How foolhardy would it be for a curator to work with artists he has, for the most part, never met, in a space he has never visited? This was the first challenge offered by curarequito,** which proceeded, through emails and phone calls, in an ultra-contemporary way, dematerialising the process of exhibition making. No studio visits, but portfolios sent by post or the Internet; no actual encounter with the space, but a CD of images. Given these restrictions, the first task was to research the various, and sometimes contradictory, practices of the participating artists and to consider how they might resonate in the exhibition space, two rooms within a former hospital that is now Quito's municipal museum, the Museo de la Ciudad, a space full of historical significance and symbolic possibilities. Although we were allowed to transform the space and could have built walls, we decided that the works should respond to the existing interior: tiled floors, an open network of cables on the ceiling, an adjoining patio, and a series of niches breaking up the whitewashed walls.

The work of a curator is a flexible, changing mission that offers up a visual proposal, a coherent and conceptual experience that we are used to calling an exhibition but is better described as a spatial composition of tangible and tense equilibriums. Our undertaking at the Museo de la Ciudad was to build a project from a quantity of unknowns.

Where to start? We began the process by discussing, and in some instances questioning, the artists' practices, artistic evolution, and existing work, especially works created collectively or in residencies, as this would be the basis of the curarequito project. At the same time we considered the theme of the exhibition: what were its aims, how would it resonate in a space of this shape and size and with these architectural features, what energy and effects did we want it to have? Do we fold the space to the exhibition or the exhibition to the space? We then invited the artists to participate in an online forum on notions of the spectral. Together we discussed the gaze, the dematerialization of the artwork, the optical unconscious, and the end of art; we touched on cultural differences and brought out a diverse range of references from legends and tales, history, conceptual art, and contemporary philosophy. The exchange helped the artists to understand our point of departure as curators and helped us to define a common ground for the experience we were about to share. Instead of insisting on a unified voice, with its totalitarian, top-down implications, our intention from the beginning was to generate polyphony. We next asked the artists to submit proposals for works to be produced in Quito. These initial artistic concepts entered the conversation, although many of them were later abandoned. The space itself was the subject of a parallel exchange with the museum staff, in an effort to understand the museum's architectural, historical, and geographical placement within the city, country, and continent, and to collect stories and rumours from staff and visitors that would give a sense of its symbolic charge, to penetrate beyond its walls.

At the core of this project were dialogue and doubt, exchange and generosity, collectivity and individuality: the fragile possibility of a community, a community to create between the artists and curators and between the proposed works, and eventually a community to extend - via the exhibition process - to the museum staff and visitors. "Being cannot be anything but being-with-one another, circulating in the with and as the with of this singularity plural existence." (Jean-Luc Nancy). In short, a paradox: the utopian (thus bound-to fail) and atopian (thus irresolute) possibility of an international, intercultural, artistic correspondence. An exhibition is a political situation, if and only if "Political would mean a community ordering itself to the unworking of its communication, or destined to this unworking: a community consciously undergoing the experience of its sharing" (Jean-Luc Nancy).

Source information:

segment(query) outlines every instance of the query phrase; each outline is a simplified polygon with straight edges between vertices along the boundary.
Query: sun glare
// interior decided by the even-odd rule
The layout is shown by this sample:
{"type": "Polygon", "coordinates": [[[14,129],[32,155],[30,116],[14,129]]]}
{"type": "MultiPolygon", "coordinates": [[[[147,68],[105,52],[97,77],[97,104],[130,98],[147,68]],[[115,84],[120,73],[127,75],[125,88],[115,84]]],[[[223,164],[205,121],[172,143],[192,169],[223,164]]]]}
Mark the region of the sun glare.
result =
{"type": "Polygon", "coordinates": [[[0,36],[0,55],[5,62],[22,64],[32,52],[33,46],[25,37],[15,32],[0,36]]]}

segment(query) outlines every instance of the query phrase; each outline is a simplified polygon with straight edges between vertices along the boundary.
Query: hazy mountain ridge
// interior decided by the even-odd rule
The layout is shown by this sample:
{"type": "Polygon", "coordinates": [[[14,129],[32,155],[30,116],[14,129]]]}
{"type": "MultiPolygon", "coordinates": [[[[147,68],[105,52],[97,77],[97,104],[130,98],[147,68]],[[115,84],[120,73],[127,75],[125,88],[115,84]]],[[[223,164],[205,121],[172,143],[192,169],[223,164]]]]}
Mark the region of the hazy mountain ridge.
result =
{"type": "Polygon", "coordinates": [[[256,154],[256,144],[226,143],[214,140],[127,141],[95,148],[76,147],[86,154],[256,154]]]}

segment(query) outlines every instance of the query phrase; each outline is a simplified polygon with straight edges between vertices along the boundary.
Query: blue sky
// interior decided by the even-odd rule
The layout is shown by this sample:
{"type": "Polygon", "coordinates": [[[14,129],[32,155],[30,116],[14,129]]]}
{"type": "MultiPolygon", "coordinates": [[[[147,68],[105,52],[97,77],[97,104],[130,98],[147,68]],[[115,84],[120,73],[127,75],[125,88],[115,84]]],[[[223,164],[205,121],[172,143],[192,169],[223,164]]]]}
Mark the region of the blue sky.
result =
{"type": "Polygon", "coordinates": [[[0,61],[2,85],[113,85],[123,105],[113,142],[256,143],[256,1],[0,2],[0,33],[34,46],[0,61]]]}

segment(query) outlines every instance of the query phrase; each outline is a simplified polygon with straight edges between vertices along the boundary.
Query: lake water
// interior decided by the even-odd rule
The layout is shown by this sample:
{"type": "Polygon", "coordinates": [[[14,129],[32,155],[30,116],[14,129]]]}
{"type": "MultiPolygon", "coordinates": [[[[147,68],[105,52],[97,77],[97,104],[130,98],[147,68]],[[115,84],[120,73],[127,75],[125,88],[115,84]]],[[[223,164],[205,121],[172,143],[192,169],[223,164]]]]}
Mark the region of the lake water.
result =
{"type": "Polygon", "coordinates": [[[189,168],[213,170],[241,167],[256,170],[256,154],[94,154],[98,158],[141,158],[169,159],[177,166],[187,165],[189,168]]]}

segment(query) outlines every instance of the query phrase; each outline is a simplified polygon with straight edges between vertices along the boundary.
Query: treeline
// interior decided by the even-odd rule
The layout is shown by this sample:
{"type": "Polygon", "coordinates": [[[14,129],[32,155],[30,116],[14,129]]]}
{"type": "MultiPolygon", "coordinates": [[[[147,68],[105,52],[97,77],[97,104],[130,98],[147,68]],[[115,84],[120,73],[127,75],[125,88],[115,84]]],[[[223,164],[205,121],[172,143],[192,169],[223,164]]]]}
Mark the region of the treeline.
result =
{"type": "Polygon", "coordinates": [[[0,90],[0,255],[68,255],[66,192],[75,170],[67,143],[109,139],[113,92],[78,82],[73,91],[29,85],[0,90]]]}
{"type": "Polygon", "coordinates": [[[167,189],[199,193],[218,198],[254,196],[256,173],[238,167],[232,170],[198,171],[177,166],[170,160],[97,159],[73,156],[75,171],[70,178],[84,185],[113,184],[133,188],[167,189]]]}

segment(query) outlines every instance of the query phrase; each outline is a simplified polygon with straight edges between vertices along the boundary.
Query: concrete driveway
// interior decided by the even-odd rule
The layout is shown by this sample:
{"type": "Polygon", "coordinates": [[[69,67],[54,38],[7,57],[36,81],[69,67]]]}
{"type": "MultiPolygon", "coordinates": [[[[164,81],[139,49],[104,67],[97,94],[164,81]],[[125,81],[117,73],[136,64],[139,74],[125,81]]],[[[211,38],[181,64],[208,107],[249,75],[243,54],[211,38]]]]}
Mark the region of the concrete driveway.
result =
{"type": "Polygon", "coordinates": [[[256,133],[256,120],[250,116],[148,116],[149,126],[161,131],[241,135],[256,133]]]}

Assignment:
From the curarequito text, transcribe the words between "The work of" and "quantity of unknowns.", inclusive.

Answer for the task:
The work of a curator is a flexible, changing mission that offers up a visual proposal, a coherent and conceptual experience that we are used to calling an exhibition but is better described as a spatial composition of tangible and tense equilibriums. Our undertaking at the Museo de la Ciudad was to build a project from a quantity of unknowns.